Records from a dataset

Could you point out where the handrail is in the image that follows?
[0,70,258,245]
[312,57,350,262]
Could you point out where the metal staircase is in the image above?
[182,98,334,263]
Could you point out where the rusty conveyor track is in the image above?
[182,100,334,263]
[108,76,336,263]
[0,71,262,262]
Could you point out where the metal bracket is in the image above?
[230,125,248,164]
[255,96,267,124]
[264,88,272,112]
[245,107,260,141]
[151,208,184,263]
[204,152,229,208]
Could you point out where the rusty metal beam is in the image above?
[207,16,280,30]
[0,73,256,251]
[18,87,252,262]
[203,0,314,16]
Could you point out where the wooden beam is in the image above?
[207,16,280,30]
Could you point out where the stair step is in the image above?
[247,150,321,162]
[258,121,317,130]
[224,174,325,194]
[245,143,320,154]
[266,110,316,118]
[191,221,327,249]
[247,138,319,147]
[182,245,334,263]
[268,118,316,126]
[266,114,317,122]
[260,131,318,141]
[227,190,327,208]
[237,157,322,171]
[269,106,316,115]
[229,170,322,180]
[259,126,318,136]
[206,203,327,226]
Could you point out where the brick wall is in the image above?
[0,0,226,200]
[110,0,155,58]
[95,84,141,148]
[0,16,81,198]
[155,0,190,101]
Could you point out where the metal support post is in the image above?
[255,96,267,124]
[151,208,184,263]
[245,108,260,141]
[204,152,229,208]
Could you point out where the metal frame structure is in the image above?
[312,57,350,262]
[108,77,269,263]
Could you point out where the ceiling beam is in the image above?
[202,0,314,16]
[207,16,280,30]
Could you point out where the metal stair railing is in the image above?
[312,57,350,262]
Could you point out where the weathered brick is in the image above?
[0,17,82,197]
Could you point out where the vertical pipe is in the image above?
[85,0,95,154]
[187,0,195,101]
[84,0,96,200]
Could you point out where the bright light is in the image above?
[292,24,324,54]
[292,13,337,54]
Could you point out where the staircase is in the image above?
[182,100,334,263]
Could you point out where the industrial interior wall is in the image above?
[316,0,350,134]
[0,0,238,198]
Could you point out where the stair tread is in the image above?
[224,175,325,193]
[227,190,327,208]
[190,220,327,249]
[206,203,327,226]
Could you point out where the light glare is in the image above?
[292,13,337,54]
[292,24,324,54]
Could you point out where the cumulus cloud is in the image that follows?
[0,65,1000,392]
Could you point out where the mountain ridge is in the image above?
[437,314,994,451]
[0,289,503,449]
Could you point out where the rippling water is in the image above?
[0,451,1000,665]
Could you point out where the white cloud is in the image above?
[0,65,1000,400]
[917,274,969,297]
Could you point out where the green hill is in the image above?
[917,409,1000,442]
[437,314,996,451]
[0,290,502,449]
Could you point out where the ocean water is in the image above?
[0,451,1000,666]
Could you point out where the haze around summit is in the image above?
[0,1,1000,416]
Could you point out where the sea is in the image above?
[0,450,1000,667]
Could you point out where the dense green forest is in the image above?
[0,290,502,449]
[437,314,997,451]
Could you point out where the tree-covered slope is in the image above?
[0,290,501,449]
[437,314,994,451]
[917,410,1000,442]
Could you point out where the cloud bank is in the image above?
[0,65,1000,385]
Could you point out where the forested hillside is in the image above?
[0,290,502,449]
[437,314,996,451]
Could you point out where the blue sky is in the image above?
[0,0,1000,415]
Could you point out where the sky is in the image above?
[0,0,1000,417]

### The task
Report how many lines of the data above contain the string "staircase". Give only the number.

### Complete output
2